BEGIN Entries provided
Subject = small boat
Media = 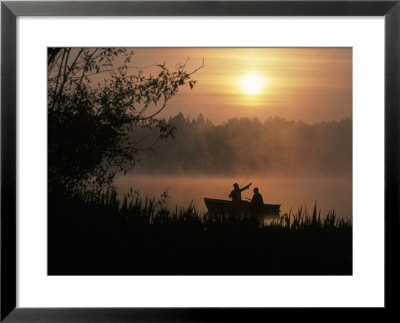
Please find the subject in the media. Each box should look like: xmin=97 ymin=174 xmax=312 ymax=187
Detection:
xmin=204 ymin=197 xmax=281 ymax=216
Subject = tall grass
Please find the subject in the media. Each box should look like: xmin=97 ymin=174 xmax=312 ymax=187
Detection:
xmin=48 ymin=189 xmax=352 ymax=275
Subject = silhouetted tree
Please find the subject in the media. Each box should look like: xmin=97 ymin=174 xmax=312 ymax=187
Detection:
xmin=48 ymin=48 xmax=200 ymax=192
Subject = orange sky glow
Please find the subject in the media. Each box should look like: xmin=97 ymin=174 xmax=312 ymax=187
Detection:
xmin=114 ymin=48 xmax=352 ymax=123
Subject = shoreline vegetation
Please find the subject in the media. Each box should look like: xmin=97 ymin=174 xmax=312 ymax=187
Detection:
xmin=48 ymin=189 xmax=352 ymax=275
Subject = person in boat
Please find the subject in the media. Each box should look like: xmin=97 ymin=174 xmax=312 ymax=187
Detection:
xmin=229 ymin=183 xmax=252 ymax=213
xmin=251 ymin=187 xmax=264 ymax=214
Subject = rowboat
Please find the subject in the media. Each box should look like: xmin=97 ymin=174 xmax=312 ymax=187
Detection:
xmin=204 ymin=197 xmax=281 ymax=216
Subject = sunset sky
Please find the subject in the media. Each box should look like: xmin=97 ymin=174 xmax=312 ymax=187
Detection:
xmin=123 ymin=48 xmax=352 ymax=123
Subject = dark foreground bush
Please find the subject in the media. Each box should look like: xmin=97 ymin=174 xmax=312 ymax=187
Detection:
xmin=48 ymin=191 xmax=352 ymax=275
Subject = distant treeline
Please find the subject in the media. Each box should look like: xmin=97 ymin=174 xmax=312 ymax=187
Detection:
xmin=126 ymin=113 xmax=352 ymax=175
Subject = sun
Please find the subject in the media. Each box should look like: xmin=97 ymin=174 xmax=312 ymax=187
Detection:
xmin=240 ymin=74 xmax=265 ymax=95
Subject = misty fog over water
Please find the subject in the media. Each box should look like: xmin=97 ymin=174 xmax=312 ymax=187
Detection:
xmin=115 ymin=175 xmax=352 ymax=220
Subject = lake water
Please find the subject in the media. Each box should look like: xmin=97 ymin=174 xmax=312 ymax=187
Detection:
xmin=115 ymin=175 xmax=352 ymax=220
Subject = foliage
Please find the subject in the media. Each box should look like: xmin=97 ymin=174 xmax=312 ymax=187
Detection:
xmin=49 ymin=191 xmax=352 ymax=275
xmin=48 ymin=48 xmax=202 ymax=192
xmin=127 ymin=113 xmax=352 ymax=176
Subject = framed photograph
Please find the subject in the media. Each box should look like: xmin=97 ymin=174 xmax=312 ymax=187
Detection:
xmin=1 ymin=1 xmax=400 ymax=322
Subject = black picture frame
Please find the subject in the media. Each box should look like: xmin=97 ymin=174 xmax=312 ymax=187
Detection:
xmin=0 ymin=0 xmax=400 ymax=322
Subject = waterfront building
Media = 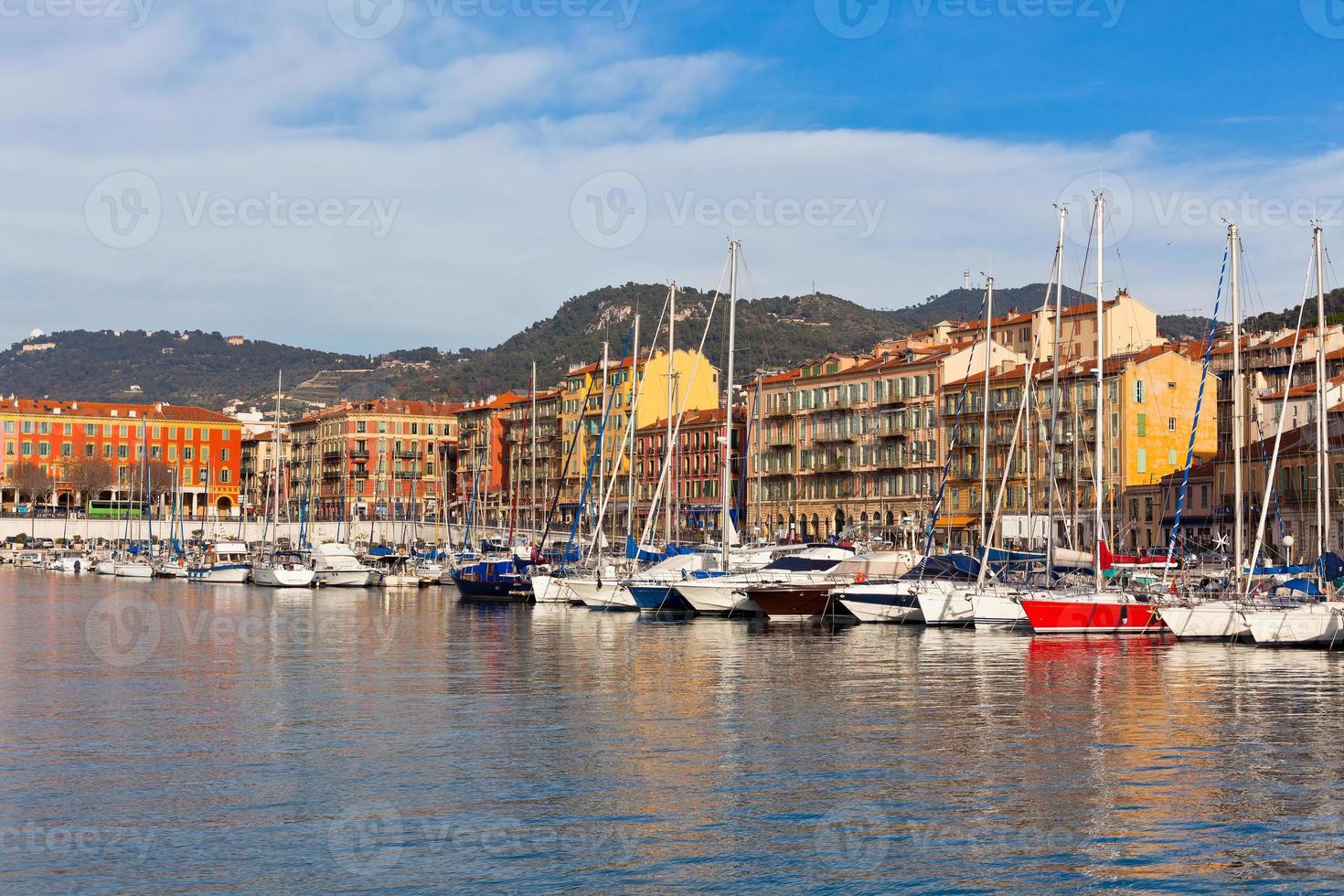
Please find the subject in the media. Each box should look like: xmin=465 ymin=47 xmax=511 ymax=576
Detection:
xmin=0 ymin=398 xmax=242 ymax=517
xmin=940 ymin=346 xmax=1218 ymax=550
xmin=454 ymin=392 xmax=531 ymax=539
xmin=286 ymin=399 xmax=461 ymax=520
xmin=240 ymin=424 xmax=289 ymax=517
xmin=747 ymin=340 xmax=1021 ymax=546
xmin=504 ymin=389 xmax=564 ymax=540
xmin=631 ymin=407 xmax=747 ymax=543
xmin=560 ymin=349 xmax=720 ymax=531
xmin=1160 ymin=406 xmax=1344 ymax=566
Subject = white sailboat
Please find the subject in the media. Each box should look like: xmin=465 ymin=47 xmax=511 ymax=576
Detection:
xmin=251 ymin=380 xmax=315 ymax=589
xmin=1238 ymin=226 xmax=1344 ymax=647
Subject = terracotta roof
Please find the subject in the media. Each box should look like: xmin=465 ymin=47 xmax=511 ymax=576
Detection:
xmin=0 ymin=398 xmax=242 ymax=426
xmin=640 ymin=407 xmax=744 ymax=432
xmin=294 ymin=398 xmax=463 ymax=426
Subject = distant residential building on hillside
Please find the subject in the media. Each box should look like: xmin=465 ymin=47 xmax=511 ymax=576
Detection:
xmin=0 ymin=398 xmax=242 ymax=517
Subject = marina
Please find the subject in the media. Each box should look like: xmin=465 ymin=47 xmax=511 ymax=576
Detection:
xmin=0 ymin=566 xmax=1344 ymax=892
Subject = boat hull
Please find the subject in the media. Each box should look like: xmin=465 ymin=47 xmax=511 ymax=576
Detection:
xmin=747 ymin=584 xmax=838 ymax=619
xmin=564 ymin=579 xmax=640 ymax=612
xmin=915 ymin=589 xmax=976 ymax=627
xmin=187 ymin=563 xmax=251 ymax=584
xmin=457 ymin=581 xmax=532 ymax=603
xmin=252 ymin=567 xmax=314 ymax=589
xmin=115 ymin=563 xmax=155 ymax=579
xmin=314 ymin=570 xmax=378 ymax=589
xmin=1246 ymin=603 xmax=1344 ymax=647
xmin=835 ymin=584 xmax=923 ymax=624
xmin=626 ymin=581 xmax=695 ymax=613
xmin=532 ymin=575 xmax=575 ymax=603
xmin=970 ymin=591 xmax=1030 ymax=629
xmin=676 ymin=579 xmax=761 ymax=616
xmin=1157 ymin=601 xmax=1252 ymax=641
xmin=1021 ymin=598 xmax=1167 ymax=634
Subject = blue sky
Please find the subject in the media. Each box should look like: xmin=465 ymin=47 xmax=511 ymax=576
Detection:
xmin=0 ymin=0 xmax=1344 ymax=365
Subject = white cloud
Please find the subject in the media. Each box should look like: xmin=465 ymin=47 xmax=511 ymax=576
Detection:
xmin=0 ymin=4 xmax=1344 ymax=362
END Entries provided
BEGIN Entries provided
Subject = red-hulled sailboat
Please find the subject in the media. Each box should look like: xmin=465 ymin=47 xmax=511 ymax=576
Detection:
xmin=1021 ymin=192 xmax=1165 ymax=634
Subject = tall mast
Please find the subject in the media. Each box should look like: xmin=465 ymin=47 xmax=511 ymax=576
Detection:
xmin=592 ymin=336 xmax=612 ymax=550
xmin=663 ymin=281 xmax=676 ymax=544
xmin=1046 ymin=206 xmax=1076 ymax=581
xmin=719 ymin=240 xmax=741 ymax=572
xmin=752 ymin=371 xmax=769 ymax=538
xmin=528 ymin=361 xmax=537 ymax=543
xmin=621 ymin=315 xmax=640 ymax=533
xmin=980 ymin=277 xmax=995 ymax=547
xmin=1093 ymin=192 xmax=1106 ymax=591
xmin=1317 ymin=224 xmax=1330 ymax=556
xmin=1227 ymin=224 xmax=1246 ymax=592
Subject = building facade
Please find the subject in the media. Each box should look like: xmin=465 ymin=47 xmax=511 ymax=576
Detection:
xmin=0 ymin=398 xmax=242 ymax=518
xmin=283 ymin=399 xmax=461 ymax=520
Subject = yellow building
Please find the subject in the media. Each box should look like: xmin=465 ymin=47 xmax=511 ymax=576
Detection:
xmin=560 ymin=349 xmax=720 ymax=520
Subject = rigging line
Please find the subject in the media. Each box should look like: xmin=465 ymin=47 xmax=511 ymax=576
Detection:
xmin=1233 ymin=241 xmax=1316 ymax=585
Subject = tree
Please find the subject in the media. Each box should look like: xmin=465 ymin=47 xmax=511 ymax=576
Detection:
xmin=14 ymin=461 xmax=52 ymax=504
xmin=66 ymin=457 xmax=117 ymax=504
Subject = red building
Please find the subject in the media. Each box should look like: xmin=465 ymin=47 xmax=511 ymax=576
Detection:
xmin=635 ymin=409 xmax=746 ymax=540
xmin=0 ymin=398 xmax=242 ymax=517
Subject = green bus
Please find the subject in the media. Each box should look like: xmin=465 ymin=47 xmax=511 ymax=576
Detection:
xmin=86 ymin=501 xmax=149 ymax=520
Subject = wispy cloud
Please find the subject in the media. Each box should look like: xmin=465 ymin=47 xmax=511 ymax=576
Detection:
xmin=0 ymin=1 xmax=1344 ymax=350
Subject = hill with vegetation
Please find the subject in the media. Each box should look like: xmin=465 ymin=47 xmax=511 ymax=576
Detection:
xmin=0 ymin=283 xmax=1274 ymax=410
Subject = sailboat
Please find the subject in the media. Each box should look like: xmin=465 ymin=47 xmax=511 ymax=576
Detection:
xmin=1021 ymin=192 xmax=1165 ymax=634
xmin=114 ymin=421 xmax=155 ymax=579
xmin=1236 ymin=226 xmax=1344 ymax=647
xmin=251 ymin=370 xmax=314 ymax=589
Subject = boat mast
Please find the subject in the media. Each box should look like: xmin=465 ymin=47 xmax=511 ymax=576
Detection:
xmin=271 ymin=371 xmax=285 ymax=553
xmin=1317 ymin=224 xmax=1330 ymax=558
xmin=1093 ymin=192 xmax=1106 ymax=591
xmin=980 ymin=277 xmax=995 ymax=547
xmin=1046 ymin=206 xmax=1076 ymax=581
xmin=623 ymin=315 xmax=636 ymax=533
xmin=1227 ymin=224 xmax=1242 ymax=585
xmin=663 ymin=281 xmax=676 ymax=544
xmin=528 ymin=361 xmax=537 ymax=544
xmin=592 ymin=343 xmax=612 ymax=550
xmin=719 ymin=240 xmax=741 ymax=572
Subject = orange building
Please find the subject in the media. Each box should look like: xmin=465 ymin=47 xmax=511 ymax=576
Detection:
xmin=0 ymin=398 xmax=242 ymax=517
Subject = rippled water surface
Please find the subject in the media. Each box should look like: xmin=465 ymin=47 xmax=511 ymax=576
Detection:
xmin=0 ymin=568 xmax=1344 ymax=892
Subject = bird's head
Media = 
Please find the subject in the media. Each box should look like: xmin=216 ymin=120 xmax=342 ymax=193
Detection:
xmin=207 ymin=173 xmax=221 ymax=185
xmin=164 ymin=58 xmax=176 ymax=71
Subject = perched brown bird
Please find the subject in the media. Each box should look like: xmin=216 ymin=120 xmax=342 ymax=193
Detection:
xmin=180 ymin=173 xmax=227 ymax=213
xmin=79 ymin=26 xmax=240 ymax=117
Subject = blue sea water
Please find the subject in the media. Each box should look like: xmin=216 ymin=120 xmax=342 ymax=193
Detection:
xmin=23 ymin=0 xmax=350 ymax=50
END Entries provided
> [Task to carry out]: Present the lines of the items above as a Markdown table with the columns Row and Item line, leaving out any blank lines. Begin at the line that contains "Subject = terracotta roof" and stop after the line that contains "xmin=1021 ymin=598 xmax=1167 ymax=634".

> [Complete response]:
| Row | Item line |
|---|---|
| 1 | Subject = terracotta roof |
| 2 | Please find the subject in the media. Each box should look like: xmin=465 ymin=47 xmax=511 ymax=576 |
| 3 | Detection: |
| 4 | xmin=0 ymin=398 xmax=242 ymax=426 |
| 5 | xmin=640 ymin=407 xmax=744 ymax=432 |
| 6 | xmin=294 ymin=398 xmax=463 ymax=426 |
| 7 | Subject = distant residential building on hillside |
| 8 | Please find the subject in the media. Each box should look like: xmin=465 ymin=47 xmax=511 ymax=576 |
| 9 | Detection: |
| 10 | xmin=0 ymin=398 xmax=242 ymax=517 |
| 11 | Subject = marina |
| 12 | Please find the subject in the media. Each box should look like: xmin=465 ymin=47 xmax=511 ymax=576 |
| 13 | Detection: |
| 14 | xmin=0 ymin=566 xmax=1344 ymax=892 |
| 15 | Subject = boat hull |
| 16 | Please find the subject in the media. Each box should look like: xmin=465 ymin=47 xmax=511 ymax=576 |
| 17 | Detection: |
| 18 | xmin=747 ymin=584 xmax=838 ymax=619 |
| 19 | xmin=564 ymin=579 xmax=640 ymax=612 |
| 20 | xmin=915 ymin=589 xmax=976 ymax=627 |
| 21 | xmin=187 ymin=563 xmax=251 ymax=584 |
| 22 | xmin=457 ymin=581 xmax=532 ymax=603 |
| 23 | xmin=252 ymin=567 xmax=314 ymax=589 |
| 24 | xmin=115 ymin=563 xmax=155 ymax=579 |
| 25 | xmin=314 ymin=570 xmax=378 ymax=589 |
| 26 | xmin=1246 ymin=603 xmax=1344 ymax=647 |
| 27 | xmin=835 ymin=584 xmax=923 ymax=624 |
| 28 | xmin=626 ymin=581 xmax=695 ymax=613 |
| 29 | xmin=532 ymin=575 xmax=575 ymax=603 |
| 30 | xmin=970 ymin=591 xmax=1030 ymax=629 |
| 31 | xmin=676 ymin=579 xmax=761 ymax=616 |
| 32 | xmin=1157 ymin=601 xmax=1252 ymax=641 |
| 33 | xmin=1021 ymin=598 xmax=1167 ymax=634 |